# Monster prices



## sawtoothscream (Apr 19, 2008)

$850 at my local mathews dealer.


----------



## bighoytman (Apr 12, 2006)

*Monster Prices*

ttt


----------



## bighoytman (Apr 12, 2006)

*Monster Prices*

If I could find it cheaper out of state and have it sent I would be intrested also


----------



## thunderchicken2 (Aug 22, 2006)

bighoytman said:


> If I could find it cheaper out of state and have it sent I would be intrested also


Mathews dealers are not allowed to sell then ship bows...all bows bought from a dealer have to be picked up in person :thumb:

If you are looking to save some money (and don't care about a warranty) check out the classifieds here on AT :darkbeer:


----------



## alaz (Mar 8, 2009)

I have seen them for mid-800's. Personally, if you like the dealer and he does a good job setting them up and doing maintenance (i.e. strings, tuning etc) it is worth the extra 50 bucks. I had recent issues with a bow (one of the big 3) and not crazy about my local dealer, but he was the only way I could get warranty service. He did not charge me for labor either. I do not own a bow press so I need a good dealer...


----------



## athomPT (Dec 14, 2008)

I paid 779 which was in the mid range, but I paid more because the bow tech I trusted was well worth the extra $$$.


----------



## XFORCE-SS (Jan 18, 2009)

I paid 800 out the door here in Indiana... I am now looking to get the XLR8 too. Not sure what the price is on it yet.


----------



## AVENSTOKE (Dec 5, 2006)

$729.00


----------



## Mattyv97 (Mar 30, 2009)

*monster xlr8*

I just ordered the monster xlr8 from my mathews dealer and i paid $829 here in Western New York. now im just waiting for it to come in. im pumped


----------



## deerhunter11 (Aug 19, 2006)

in ks. its around 780pluss tax.


----------



## kattman (Jul 28, 2007)

IN/KY $699.00 plus tax.


----------



## pabowhuntR (Mar 20, 2008)

My local shop wants $759


----------



## timpat92855 (Aug 18, 2008)

$849 for the monster here.

> **Task 1**
Quote the forum thread on bow prices word for word, starting at the words "Mathews dealers are" and ending after "(Mar 8, 2009)".
The forum thread and the entries that follow it have nothing to do with each other.

> **Exercise data**
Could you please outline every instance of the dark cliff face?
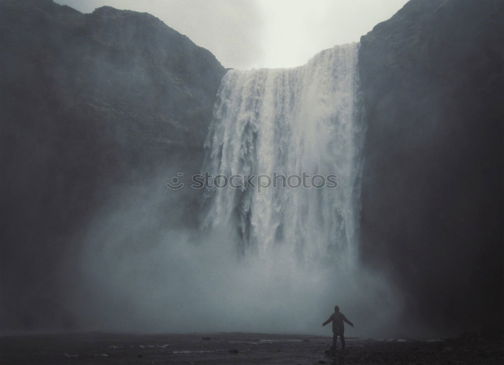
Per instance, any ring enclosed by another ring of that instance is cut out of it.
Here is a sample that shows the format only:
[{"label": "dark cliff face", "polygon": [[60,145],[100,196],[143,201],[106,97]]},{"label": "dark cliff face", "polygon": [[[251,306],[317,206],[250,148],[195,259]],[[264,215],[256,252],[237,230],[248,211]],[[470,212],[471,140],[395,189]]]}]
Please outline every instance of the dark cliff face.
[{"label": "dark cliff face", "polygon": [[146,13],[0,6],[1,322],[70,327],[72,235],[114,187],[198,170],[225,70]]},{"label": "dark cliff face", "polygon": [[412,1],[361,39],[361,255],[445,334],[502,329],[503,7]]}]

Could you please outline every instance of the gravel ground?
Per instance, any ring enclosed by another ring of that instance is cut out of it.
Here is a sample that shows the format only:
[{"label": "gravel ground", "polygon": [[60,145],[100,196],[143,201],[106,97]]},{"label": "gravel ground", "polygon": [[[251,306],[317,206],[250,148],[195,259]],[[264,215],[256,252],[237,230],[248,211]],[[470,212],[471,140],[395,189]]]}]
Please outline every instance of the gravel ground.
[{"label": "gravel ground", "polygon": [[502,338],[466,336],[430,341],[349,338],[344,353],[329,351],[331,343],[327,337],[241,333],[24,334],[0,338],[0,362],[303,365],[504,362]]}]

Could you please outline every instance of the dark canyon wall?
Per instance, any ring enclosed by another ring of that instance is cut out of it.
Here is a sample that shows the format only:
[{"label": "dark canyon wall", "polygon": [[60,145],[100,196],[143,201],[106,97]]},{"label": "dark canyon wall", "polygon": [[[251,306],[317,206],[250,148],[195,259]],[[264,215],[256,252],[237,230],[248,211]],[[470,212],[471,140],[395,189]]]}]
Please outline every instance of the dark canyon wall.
---
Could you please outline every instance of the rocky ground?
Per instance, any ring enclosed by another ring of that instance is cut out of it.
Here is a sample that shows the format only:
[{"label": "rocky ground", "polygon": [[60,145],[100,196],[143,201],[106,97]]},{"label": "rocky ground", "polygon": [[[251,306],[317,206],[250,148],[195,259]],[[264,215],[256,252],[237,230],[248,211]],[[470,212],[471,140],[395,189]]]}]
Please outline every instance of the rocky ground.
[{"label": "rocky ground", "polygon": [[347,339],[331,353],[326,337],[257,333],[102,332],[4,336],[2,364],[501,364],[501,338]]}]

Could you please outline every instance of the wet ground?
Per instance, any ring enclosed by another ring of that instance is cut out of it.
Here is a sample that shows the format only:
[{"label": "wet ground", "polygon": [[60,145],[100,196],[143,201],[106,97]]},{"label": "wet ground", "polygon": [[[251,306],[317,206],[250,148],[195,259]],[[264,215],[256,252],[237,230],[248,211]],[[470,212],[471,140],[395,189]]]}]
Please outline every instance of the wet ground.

> **Task 2**
Rewrite the entries from the line that has "Could you please outline every instance of the dark canyon" through the line that has "Please outline every instance of the dark canyon wall.", changing "canyon" to "gorge" and leaving everything else the same. Give only those lines.

> **Exercise response 1**
Mathews dealers are not allowed to sell then ship bows...all bows bought from a dealer have to be picked up in person :thumb:

If you are looking to save some money (and don't care about a warranty) check out the classifieds here on AT :darkbeer:


----------



## alaz (Mar 8, 2009)

> **Exercise response 2**
Could you please outline every instance of the dark gorge wall?
Per instance, any ring enclosed by another ring of that instance is cut out of it.
Here is a sample that shows the format only:
[{"label": "dark gorge wall", "polygon": [[60,145],[100,196],[143,201],[106,97]]},{"label": "dark gorge wall", "polygon": [[[251,306],[317,206],[250,148],[195,259]],[[264,215],[256,252],[237,230],[248,211]],[[470,212],[471,140],[395,189]]]}]
Please outline every instance of the dark gorge wall.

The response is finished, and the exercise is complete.